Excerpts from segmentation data
begin

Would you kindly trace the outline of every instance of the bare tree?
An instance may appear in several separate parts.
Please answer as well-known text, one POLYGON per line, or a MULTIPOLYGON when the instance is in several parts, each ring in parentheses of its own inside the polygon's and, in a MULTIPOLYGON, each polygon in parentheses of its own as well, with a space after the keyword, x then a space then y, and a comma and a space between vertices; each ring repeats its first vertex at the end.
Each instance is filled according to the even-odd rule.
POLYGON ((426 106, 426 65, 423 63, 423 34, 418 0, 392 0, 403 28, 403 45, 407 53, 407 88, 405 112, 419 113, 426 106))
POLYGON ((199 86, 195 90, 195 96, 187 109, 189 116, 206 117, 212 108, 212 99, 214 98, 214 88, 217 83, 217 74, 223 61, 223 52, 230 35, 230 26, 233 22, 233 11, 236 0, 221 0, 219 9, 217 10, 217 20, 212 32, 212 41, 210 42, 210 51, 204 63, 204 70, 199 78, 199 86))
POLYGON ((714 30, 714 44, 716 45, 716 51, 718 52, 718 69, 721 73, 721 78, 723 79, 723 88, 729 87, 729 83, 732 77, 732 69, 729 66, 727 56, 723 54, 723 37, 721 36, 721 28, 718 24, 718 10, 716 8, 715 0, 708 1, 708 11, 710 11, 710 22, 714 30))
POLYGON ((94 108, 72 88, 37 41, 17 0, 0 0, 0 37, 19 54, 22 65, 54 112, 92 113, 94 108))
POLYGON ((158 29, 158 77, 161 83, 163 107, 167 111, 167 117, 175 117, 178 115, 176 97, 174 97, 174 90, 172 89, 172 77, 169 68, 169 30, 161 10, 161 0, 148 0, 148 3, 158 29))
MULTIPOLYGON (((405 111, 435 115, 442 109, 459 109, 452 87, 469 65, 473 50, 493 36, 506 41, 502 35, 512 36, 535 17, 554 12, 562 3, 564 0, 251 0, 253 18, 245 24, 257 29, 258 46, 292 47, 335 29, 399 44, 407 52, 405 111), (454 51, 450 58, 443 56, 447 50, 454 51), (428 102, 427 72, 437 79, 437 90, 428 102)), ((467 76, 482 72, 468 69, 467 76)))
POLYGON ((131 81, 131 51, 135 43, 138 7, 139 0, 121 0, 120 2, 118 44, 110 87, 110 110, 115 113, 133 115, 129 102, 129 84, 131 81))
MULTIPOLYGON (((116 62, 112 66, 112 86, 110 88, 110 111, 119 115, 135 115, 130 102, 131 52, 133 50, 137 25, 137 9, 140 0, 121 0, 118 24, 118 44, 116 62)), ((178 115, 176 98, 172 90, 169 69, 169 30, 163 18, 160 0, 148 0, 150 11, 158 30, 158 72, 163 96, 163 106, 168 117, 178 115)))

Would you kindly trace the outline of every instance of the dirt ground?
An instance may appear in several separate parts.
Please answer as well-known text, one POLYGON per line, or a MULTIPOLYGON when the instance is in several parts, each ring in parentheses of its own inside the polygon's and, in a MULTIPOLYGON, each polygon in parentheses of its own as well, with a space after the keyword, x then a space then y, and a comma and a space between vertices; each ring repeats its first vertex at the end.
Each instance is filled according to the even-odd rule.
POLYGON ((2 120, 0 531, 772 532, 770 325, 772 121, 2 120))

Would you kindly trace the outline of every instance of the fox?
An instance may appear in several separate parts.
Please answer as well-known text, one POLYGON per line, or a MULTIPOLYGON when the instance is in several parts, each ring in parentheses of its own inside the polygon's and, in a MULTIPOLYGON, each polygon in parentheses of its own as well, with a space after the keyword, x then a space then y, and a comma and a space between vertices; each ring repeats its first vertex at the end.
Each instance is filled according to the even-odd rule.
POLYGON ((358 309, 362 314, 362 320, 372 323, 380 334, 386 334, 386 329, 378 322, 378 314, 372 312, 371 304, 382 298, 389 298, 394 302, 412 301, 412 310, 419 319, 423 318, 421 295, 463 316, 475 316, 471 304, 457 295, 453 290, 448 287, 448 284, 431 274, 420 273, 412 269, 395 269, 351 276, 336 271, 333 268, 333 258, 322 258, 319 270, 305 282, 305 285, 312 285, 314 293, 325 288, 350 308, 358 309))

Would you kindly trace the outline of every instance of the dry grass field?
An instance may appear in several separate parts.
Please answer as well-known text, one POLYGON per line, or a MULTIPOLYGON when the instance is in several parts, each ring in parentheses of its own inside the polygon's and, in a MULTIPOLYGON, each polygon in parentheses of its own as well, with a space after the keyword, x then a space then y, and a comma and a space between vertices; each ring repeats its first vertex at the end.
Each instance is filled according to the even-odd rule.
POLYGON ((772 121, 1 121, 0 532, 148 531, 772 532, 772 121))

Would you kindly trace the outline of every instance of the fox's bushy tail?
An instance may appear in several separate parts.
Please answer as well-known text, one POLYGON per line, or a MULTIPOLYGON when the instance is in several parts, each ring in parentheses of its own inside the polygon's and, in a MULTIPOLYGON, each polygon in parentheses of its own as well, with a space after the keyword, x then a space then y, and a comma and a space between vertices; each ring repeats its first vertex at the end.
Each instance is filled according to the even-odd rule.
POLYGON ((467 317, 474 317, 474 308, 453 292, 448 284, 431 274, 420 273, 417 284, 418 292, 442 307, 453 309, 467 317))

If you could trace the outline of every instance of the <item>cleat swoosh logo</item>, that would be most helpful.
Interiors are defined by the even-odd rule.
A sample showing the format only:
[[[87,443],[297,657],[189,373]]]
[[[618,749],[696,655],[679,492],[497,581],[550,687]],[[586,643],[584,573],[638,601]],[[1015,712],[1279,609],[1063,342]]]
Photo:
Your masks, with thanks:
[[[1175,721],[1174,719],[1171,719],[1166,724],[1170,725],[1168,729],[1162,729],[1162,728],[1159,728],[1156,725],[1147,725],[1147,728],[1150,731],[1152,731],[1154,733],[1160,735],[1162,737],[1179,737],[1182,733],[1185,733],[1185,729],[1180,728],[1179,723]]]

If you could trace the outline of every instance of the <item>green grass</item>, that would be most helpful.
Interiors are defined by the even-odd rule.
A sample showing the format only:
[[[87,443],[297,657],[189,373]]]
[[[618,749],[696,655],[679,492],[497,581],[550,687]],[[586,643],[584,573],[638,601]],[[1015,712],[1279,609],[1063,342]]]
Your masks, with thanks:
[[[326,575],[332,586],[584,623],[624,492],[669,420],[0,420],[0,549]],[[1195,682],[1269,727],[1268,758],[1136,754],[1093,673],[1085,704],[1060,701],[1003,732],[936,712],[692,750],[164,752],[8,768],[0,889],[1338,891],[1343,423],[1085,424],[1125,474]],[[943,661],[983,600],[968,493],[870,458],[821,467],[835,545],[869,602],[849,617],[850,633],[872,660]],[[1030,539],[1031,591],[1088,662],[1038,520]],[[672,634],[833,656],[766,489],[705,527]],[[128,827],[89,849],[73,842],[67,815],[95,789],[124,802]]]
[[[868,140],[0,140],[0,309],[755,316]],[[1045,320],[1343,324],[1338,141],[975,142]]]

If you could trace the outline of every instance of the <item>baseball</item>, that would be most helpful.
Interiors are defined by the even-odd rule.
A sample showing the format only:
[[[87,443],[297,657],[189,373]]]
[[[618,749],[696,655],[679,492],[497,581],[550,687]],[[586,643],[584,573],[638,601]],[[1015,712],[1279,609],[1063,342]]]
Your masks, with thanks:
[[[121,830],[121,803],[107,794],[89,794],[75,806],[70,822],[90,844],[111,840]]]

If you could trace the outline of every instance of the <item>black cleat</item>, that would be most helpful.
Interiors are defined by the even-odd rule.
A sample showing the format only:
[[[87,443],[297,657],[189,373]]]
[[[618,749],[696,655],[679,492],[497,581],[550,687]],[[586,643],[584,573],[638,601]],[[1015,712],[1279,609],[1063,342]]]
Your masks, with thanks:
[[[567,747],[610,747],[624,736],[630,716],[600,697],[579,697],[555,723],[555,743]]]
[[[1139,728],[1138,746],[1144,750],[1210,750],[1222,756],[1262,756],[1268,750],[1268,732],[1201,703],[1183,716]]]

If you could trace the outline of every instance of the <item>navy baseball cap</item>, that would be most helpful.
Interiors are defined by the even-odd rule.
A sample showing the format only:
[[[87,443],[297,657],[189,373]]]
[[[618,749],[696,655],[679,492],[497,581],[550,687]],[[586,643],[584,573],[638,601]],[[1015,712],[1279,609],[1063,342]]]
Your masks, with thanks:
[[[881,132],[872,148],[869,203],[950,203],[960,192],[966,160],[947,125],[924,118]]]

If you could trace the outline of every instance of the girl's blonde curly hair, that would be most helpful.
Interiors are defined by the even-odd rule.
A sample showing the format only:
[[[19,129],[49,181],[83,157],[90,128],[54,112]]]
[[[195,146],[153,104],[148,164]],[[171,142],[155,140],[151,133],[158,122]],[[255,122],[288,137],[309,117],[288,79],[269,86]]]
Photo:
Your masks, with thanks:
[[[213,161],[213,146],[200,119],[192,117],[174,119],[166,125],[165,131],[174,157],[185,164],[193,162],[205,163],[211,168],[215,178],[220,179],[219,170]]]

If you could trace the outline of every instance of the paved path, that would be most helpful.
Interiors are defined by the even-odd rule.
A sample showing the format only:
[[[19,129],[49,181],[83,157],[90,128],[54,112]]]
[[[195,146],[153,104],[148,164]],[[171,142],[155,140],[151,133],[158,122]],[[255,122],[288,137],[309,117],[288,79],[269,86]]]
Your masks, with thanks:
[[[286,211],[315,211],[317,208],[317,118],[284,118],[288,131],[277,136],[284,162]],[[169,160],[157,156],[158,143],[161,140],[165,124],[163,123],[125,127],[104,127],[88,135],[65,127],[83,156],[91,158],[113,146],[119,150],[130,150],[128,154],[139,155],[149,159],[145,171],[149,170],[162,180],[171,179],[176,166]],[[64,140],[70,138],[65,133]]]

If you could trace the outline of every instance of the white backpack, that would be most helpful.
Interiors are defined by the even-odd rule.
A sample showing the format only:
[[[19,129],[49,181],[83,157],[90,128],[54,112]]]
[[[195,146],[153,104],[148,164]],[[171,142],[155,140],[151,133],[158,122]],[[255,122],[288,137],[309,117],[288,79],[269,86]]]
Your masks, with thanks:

end

**PROBLEM**
Extract the data above verbatim, from the line containing "path, that would be most helpful." through the last line of the data, with both ends included.

**THE ANSWER**
If you could trace the outline of every instance of the paved path, that would be most helpful.
Interiors are defined by the even-odd rule.
A sample showing the format only:
[[[19,129],[49,181],[83,157],[90,128],[54,112]]]
[[[195,146],[153,104],[148,164]],[[171,142],[155,140],[151,133],[158,122]],[[255,122],[288,137],[309,117],[288,79],[269,86]]]
Your masks, with thanks:
[[[286,211],[315,211],[317,208],[317,118],[284,118],[288,131],[277,136],[284,162]],[[169,160],[157,156],[158,143],[161,140],[165,124],[163,123],[125,127],[104,127],[88,135],[65,127],[83,156],[91,158],[113,146],[119,150],[130,150],[128,154],[139,155],[149,159],[145,171],[149,170],[162,180],[171,179],[176,166]],[[64,140],[70,138],[65,133]]]

If you could trace the outline of every instance of the white backpack, that would be most helpful.
Interiors are defined by the even-odd rule.
A sample showing the format only:
[[[19,129],[49,181],[83,157],[90,128],[54,112]]]
[[[195,146],[153,104],[148,164]],[[171,142],[155,140],[151,133],[158,122]],[[255,122],[288,137],[309,117],[288,79],[269,86]]]
Your masks, with thanks:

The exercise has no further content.